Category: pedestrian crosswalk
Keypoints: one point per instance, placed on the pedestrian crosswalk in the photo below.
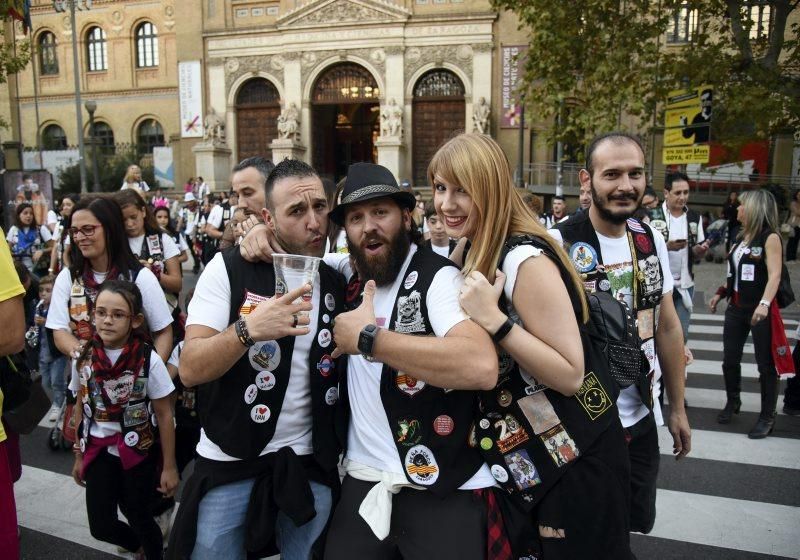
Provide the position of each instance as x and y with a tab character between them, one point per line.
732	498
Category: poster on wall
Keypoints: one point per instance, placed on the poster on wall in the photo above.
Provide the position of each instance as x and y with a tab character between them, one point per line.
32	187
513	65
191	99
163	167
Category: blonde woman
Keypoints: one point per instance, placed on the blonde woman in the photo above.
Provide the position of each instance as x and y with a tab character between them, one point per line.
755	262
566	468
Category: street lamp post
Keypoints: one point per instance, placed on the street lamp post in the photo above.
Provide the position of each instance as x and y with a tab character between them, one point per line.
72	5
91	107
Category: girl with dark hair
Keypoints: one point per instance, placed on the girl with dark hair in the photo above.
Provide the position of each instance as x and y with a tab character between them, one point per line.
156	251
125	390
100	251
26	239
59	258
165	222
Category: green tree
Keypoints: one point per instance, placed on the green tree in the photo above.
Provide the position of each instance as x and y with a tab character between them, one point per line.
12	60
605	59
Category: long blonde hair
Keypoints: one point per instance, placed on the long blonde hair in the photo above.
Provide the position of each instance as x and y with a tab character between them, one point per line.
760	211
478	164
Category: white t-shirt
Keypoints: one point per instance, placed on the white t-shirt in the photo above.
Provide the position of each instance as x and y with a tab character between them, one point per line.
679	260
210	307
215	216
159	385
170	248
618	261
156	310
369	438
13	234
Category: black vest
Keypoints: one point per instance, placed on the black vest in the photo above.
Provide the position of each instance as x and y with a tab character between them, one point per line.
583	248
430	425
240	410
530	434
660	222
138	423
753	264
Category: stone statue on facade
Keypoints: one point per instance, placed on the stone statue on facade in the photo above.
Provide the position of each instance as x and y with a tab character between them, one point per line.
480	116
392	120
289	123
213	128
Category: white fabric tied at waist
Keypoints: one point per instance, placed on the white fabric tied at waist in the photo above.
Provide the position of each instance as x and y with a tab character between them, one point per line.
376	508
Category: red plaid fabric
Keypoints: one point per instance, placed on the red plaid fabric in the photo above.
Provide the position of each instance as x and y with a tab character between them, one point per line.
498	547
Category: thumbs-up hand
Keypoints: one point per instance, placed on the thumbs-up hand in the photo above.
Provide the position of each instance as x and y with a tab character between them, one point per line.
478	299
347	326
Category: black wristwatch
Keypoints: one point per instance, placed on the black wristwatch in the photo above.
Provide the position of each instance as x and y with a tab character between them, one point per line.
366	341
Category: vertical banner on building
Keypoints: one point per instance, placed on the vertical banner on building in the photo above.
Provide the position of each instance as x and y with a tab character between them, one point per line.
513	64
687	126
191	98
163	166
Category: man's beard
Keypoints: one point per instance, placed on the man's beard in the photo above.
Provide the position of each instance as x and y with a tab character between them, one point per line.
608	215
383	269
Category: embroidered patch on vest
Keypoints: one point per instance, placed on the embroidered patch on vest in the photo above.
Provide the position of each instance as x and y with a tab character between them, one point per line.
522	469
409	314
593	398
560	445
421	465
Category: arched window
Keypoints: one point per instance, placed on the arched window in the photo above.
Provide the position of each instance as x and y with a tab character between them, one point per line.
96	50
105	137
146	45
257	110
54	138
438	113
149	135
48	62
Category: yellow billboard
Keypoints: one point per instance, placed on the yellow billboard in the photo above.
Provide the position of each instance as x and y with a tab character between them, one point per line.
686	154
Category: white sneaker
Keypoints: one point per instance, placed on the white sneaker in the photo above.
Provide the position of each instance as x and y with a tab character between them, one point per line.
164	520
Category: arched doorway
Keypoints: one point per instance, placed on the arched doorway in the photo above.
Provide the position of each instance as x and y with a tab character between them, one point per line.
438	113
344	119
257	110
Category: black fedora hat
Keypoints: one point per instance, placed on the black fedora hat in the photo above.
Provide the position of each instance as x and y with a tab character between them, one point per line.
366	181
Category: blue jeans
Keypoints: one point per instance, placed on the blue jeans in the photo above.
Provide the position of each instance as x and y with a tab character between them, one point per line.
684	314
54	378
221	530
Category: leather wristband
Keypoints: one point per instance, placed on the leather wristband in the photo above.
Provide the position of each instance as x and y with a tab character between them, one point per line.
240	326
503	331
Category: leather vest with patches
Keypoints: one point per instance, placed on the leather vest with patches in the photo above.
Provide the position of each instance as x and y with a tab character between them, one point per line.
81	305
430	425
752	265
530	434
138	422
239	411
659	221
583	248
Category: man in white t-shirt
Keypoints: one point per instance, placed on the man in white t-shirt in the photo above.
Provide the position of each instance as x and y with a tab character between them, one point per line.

::::

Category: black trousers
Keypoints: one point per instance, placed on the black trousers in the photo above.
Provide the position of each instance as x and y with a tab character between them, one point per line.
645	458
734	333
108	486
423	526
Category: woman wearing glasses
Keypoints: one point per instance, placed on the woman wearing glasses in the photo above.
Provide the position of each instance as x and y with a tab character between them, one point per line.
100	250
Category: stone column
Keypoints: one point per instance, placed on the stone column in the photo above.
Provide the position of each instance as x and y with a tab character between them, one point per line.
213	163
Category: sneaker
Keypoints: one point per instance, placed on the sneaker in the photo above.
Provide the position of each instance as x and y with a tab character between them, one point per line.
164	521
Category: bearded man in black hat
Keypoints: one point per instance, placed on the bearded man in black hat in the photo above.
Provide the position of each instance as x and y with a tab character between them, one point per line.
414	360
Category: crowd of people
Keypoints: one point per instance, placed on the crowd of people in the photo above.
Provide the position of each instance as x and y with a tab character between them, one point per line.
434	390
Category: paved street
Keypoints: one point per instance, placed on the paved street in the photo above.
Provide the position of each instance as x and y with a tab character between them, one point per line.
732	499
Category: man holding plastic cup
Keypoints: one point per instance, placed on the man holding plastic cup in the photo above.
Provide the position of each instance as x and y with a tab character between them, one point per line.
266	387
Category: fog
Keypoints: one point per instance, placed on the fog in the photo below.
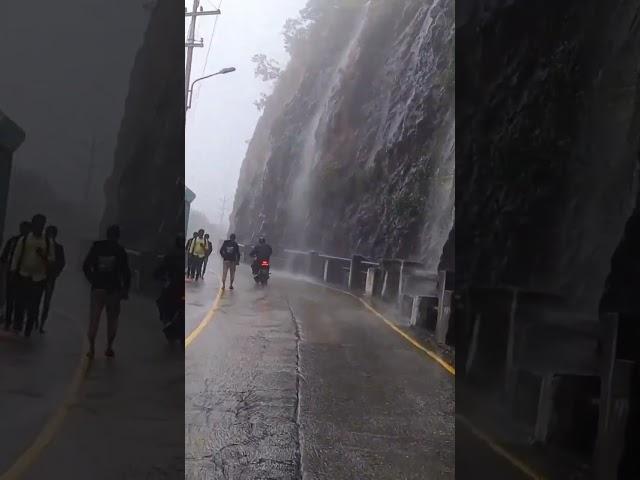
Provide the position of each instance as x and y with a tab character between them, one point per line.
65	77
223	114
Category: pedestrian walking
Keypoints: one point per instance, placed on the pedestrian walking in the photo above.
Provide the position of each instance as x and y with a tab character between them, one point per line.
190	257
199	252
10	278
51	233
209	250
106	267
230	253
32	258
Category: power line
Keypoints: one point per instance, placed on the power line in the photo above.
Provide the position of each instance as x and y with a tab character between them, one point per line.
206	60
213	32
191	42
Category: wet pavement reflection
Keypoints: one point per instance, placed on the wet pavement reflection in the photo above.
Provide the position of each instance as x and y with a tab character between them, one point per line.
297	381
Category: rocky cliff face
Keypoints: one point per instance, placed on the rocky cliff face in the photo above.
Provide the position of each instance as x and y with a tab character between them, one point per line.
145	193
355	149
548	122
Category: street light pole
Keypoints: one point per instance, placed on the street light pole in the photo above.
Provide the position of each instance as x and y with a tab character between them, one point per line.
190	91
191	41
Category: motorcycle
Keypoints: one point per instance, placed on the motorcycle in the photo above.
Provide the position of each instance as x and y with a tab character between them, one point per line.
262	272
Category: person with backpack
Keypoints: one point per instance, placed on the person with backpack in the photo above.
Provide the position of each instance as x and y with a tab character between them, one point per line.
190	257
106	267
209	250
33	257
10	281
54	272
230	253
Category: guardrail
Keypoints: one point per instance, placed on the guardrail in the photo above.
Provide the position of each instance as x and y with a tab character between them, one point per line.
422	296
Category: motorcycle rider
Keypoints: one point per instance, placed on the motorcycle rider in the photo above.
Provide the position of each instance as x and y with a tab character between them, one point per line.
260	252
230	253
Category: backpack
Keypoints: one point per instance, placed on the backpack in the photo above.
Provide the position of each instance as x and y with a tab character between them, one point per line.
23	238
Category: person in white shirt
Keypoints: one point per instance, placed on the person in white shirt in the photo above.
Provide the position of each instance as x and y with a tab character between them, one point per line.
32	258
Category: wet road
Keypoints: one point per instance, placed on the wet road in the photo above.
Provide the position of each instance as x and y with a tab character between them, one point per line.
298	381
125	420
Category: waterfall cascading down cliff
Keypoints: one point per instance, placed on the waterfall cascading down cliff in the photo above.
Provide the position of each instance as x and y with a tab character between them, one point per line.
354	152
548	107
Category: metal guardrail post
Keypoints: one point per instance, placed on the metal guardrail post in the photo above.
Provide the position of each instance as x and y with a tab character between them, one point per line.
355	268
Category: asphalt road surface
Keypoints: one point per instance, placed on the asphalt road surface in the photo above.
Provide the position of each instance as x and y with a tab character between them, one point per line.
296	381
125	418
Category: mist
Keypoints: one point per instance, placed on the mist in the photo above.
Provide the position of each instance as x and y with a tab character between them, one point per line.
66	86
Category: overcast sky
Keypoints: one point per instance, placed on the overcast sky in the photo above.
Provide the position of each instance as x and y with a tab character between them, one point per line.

::::

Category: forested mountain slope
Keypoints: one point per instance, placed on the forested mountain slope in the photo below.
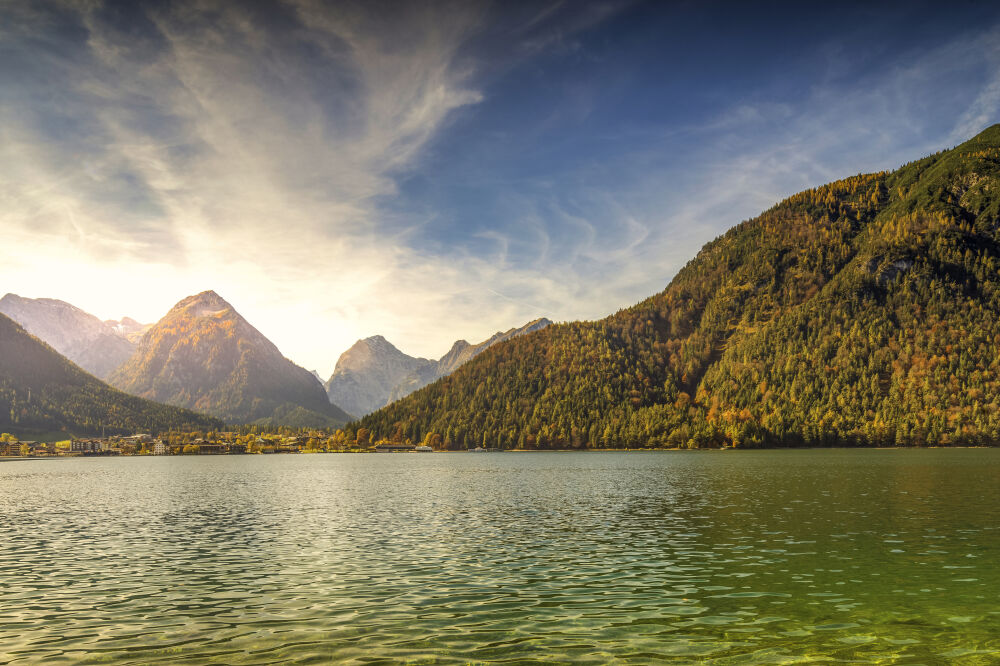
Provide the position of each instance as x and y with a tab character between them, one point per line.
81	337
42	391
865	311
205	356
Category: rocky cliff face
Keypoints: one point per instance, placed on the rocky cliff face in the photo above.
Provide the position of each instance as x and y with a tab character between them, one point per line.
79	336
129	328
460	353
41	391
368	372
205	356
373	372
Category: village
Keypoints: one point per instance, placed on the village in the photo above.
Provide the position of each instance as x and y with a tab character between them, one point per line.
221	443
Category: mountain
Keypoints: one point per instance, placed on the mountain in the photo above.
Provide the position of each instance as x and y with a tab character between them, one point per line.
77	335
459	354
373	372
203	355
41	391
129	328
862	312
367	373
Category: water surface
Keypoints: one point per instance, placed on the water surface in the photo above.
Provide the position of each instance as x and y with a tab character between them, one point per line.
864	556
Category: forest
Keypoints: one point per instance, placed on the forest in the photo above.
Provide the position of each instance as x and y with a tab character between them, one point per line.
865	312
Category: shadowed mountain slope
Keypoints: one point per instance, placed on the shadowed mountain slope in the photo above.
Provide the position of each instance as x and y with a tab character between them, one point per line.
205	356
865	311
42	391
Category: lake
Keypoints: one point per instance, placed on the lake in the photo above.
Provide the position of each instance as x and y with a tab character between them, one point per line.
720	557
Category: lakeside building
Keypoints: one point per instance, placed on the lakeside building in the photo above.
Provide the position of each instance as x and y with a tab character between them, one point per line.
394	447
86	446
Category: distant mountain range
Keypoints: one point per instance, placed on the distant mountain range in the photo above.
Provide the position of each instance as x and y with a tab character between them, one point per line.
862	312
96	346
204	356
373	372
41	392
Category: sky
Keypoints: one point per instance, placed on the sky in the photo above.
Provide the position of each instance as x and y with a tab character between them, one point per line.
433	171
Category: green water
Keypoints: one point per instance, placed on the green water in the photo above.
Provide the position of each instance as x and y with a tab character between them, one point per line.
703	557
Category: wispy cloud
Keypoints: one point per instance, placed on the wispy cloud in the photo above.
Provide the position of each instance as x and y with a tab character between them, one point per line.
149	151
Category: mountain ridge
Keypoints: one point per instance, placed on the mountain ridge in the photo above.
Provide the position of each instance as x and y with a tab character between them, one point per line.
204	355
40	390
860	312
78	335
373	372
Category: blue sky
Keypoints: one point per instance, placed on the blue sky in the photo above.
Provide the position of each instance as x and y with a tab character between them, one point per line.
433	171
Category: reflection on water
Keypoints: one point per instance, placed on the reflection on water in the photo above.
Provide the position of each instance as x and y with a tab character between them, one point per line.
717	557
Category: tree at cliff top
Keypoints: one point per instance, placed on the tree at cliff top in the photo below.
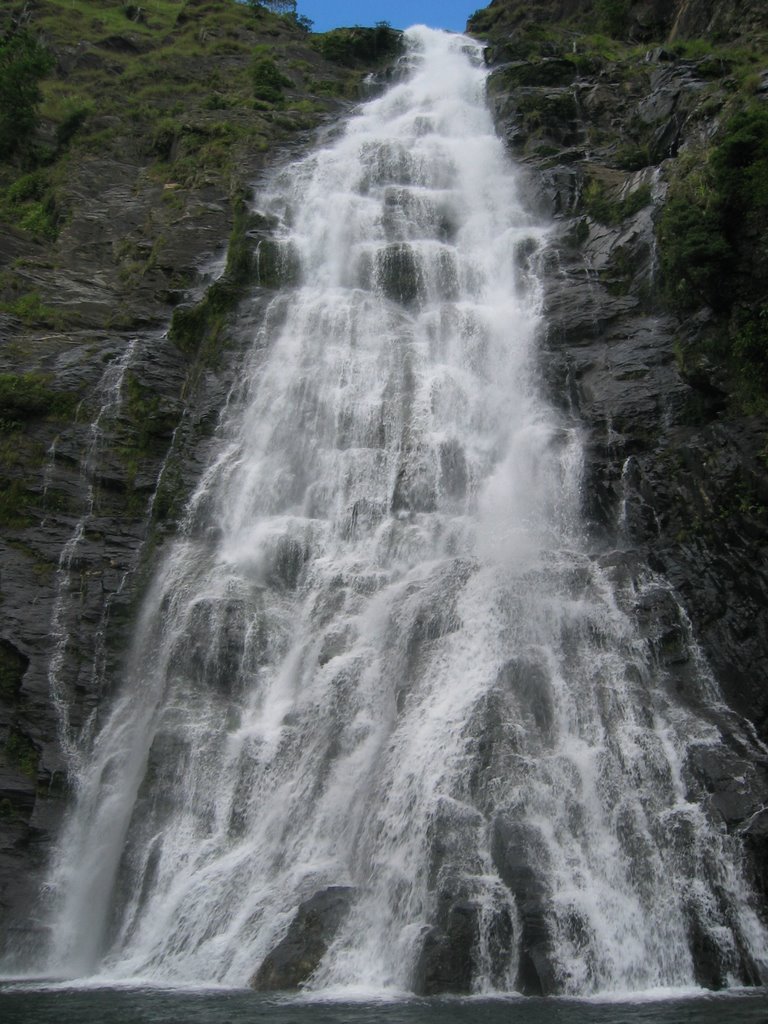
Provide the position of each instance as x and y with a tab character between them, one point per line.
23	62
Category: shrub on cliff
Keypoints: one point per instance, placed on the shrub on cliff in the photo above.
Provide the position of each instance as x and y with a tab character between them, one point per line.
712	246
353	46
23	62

::::

WHAT TO WORK ON
Provide the count, and nothing else, of lines in the data above where the word "pole" occurs.

SOLUTION FOR THIS EXERCISE
2